- [Data excerpts]:
+ + + + +

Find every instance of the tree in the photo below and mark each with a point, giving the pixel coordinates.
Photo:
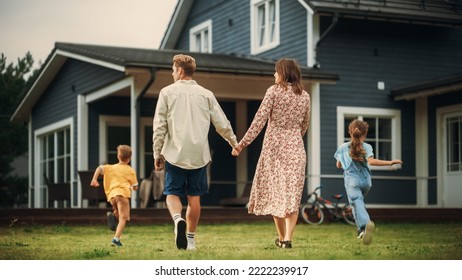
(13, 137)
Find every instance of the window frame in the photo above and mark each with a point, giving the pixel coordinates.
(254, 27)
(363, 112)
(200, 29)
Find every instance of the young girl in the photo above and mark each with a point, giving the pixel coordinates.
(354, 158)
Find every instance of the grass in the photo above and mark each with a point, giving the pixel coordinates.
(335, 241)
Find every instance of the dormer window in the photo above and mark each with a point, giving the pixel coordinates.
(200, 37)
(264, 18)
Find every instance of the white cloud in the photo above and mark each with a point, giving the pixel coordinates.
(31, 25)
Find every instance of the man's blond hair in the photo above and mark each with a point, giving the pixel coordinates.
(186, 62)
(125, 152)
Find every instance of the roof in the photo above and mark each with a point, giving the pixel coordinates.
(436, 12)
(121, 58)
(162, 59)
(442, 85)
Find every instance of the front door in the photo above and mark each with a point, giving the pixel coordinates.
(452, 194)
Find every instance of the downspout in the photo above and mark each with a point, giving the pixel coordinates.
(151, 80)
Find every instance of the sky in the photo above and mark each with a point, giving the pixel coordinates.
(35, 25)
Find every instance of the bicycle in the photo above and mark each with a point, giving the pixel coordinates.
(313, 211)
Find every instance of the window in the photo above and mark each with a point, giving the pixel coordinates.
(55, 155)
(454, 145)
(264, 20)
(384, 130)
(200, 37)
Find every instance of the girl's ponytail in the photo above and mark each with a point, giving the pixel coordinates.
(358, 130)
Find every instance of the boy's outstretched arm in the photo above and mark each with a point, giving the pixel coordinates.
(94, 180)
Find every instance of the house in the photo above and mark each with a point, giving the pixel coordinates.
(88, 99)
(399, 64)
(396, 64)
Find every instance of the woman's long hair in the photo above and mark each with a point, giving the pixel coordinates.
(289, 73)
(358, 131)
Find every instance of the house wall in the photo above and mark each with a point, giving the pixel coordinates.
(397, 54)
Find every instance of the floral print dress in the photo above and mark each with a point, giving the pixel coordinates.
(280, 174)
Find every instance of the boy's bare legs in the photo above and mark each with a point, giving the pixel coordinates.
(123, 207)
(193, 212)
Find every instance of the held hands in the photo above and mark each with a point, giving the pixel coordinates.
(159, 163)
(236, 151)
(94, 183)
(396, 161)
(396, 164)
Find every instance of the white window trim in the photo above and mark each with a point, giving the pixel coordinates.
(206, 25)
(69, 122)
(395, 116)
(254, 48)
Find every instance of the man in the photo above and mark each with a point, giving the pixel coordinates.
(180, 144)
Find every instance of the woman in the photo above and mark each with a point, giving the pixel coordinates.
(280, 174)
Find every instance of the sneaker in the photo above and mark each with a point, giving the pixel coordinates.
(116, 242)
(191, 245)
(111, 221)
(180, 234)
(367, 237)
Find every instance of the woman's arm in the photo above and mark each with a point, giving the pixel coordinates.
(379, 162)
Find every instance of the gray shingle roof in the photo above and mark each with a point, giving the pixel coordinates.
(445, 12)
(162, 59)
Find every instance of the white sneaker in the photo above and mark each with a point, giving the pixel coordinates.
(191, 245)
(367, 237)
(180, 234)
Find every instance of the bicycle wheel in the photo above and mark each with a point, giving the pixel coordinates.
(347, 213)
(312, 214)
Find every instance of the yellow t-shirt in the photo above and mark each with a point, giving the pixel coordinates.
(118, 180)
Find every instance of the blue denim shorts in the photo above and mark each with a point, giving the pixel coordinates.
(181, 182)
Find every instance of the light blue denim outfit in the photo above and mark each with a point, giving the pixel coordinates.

+ + + + +

Quote the data above in full and without alteration; skip the pictures.

Find every instance of the tree in the photo below and mark each with a point, giving the pixel coordinates.
Photo:
(13, 137)
Find every instance of the window frame in the photo above and mark each with a point, giving the pixel coordinates.
(254, 27)
(363, 112)
(200, 29)
Find every instance of the young girl in the photo above and mark each with a point, giving the pixel coordinates.
(354, 158)
Find every instance of the grass in the photo above and mark each with a point, giving the pixel coordinates.
(335, 241)
Find every instance of the dormer window in the photo above and mark each with a point, giving the pixel coordinates.
(200, 37)
(264, 18)
Find every instance of the white cloud in the photo above and mark each with a point, giving the pixel coordinates.
(31, 25)
Find every instance of the man's blond hair in the photo above and mark each with a point, giving the pixel coordinates.
(186, 62)
(125, 152)
Find every instance of the roof in the photo above and mark each with a point, giving the pixel coordinates.
(436, 12)
(121, 58)
(162, 59)
(442, 85)
Find every instance of the front door in the photo above and mark each with a point, giving the pixel coordinates.
(452, 194)
Find every instance of the downspout in the photo above and mark each with a point, giving the pixel coordinates.
(151, 80)
Find every instance of the sky in the photo above and mark each with a point, giving the pixel coordinates.
(35, 25)
Find every instance of the bicycle in the photo above and mark each with a point, giving the pixel coordinates.
(313, 211)
Find every instance of the window in the photo above and mark each with a point, giving the pixel coordinates.
(55, 155)
(454, 145)
(264, 20)
(384, 130)
(200, 37)
Find every instance of the girl's ponytail in the photo above and mark each with a point, giving the pixel coordinates.
(358, 130)
Find every instance of the boy's outstretched arm in the photo above and mark each with a point, giving the pixel coordinates.
(94, 180)
Find every instance of the house in the photo above and mark each with a point, giving the pixel coordinates.
(88, 99)
(399, 64)
(396, 64)
Find every instance of the woman's long hair in the photo above and mark each with a point, giving the pixel coordinates.
(289, 73)
(358, 131)
Find every instance of the house wall in the photo above and mark each with a point, giving the pixel coordinates.
(397, 54)
Find every instance of the floral print dress in the photo above and mark each with a point, giving the pixel coordinates.
(280, 174)
Find every instance of the boy's bare legs in the photo above and mark each with a point, giving the pixel coordinates.
(123, 207)
(193, 212)
Find every instance of the held hands in the photo above and mark each with a point, giving the pixel coordinates.
(159, 163)
(236, 151)
(94, 183)
(396, 161)
(396, 164)
Find every instance of the white window trim in the photo above and mark each with a point, giving the pixel coordinates.
(206, 25)
(69, 122)
(395, 116)
(254, 48)
Find every instance of the man in the photo above and mark each with a point, giving the pixel coordinates.
(180, 144)
Find every instance of the woman in the photo above and mark each with a point, giving the pixel coordinates.
(280, 174)
Find every instance of the sneaker in the photo above and mark each with a point, giving the pixel coordinates.
(116, 242)
(191, 245)
(111, 221)
(180, 234)
(367, 237)
Find every instance of the woman's arm in the photo above and mark each with a point, giving the pixel coordinates.
(379, 162)
Find every instance of the gray shingle roof in the photo above and mark each with a point, giving the pixel coordinates.
(445, 12)
(162, 59)
Find every instance of the white sneaker in the photo above and mark each with a point, giving the pixel coordinates.
(191, 245)
(367, 237)
(180, 234)
Find every instance of the bicycle wheel in the photo above and mark each with a point, giving the pixel coordinates.
(347, 213)
(312, 214)
Find every instance of the yellow t-shirt in the photo above and mark each with a point, giving the pixel coordinates.
(118, 180)
Find every instance of the blue denim shorts in the photo above and mark each with a point, giving the pixel coordinates.
(181, 182)
Find every instance of the light blue denim outfit in the photo above and mark each with a point, giving the pixel coordinates.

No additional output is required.